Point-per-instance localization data

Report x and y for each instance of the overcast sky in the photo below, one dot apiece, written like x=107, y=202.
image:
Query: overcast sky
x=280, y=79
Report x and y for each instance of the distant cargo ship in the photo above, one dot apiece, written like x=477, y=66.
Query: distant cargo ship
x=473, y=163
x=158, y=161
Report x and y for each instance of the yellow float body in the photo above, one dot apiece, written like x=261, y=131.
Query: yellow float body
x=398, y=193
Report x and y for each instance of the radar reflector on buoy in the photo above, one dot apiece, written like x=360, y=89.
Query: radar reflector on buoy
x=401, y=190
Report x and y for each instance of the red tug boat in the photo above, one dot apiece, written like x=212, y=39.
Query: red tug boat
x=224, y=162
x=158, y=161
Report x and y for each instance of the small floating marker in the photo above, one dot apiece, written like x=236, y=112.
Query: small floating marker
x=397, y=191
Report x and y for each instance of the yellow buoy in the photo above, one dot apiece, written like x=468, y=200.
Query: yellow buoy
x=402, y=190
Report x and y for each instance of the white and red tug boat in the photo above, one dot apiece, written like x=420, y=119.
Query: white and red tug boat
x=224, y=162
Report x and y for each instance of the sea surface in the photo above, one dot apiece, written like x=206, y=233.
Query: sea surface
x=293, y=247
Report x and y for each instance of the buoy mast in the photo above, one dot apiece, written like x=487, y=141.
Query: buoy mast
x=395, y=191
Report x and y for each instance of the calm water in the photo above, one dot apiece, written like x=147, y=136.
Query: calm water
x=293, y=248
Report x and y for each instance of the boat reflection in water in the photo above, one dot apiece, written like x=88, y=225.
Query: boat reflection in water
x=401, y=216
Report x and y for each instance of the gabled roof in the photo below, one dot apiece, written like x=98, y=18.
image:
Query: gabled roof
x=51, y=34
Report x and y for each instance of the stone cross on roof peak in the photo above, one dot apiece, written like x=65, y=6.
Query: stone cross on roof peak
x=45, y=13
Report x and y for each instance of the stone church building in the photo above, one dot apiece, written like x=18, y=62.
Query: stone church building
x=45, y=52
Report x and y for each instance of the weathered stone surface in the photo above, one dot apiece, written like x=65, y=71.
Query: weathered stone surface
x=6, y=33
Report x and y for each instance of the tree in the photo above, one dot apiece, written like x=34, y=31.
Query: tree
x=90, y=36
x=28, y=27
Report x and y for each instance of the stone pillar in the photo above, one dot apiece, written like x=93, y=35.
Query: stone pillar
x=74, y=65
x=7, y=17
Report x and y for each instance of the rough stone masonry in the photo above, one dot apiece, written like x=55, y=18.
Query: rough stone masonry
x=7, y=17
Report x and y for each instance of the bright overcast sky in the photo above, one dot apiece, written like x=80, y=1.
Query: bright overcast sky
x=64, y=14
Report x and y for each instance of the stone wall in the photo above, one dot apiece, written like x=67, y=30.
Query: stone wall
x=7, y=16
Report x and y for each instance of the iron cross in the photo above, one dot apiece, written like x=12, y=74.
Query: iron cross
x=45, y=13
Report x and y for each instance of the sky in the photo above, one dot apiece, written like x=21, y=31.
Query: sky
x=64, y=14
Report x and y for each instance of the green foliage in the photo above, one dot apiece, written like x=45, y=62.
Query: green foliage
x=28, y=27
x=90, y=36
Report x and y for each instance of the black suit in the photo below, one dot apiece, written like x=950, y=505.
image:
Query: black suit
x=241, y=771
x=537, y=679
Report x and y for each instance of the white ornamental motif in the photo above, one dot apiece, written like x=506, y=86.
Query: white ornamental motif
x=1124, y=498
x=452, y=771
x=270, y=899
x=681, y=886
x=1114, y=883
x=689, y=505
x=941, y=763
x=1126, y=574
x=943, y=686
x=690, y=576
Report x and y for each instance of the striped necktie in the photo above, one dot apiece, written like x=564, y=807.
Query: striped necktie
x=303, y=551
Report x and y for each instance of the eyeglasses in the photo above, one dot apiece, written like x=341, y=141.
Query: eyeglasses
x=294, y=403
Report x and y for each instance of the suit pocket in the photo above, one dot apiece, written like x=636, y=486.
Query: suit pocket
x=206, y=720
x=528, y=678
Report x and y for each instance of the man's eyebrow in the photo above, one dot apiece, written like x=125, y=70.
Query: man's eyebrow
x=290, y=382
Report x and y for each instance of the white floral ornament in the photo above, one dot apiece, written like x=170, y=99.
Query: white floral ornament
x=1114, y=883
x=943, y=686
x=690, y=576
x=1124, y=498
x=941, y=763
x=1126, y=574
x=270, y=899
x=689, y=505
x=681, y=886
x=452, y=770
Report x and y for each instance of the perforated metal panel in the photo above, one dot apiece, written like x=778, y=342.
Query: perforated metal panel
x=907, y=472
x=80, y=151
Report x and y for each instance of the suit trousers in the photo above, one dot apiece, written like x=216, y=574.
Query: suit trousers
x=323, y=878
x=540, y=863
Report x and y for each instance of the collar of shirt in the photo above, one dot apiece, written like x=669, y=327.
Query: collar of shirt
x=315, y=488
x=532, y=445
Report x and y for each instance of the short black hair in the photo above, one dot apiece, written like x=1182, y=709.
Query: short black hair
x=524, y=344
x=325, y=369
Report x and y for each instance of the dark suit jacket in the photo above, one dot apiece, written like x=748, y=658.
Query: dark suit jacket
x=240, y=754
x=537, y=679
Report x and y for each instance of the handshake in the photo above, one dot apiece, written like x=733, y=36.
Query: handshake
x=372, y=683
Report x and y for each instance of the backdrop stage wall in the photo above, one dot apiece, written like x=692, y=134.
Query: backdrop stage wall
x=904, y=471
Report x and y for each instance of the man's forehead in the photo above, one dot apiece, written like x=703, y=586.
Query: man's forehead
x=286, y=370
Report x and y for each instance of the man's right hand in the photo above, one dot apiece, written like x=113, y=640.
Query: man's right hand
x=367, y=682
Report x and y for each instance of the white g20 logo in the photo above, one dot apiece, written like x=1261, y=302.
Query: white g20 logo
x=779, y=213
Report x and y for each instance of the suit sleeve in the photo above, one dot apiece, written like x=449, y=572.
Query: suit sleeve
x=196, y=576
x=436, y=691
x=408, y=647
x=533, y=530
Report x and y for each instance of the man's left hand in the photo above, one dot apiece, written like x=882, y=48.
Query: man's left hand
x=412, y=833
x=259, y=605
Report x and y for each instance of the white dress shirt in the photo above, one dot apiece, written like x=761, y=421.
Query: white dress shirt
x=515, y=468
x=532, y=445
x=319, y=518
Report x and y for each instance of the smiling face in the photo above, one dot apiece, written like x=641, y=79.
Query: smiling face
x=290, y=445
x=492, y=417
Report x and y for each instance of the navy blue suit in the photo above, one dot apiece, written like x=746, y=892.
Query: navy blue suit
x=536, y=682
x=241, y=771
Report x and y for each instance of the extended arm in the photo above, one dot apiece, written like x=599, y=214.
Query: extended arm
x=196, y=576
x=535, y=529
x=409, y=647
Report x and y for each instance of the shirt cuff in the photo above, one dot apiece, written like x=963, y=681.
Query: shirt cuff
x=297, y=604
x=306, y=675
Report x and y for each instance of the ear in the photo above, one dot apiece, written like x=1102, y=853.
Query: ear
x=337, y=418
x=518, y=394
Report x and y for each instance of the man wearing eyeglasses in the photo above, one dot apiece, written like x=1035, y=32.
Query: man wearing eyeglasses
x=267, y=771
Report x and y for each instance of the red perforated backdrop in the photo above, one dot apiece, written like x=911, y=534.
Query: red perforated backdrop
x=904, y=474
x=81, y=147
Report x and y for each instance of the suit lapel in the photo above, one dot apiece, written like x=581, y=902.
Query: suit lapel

--

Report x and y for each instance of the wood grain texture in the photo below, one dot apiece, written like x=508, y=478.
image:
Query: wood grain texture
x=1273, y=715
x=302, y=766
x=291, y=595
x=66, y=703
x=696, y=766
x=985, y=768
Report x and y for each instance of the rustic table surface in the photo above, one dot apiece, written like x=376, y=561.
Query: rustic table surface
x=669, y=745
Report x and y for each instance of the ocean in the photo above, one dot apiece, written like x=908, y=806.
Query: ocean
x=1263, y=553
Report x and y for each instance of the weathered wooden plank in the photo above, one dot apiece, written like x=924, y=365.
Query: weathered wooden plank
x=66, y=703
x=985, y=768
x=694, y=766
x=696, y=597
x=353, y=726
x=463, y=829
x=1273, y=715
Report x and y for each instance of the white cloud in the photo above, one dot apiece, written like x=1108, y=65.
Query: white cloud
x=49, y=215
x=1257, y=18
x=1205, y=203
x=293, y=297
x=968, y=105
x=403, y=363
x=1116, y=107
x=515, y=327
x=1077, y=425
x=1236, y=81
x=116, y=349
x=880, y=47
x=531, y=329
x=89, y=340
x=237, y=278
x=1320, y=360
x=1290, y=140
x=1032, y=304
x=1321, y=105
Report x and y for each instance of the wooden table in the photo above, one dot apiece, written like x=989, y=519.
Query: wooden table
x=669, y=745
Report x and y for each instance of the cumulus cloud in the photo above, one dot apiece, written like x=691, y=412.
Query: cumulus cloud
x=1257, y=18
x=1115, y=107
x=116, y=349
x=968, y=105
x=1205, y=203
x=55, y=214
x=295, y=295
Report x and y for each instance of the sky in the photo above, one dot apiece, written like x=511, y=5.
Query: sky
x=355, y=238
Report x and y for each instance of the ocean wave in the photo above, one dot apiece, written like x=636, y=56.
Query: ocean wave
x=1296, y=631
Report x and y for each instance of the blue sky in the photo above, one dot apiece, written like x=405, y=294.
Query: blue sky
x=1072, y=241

EXERCISE OBJECTIVE: Pull out all lines containing the word "lapel" from the entries above.

YOUR RESPONSE:
Report x and y for each instance of the suit lapel in the photo above, one dot apiece, written like x=581, y=902.
Query: suit lapel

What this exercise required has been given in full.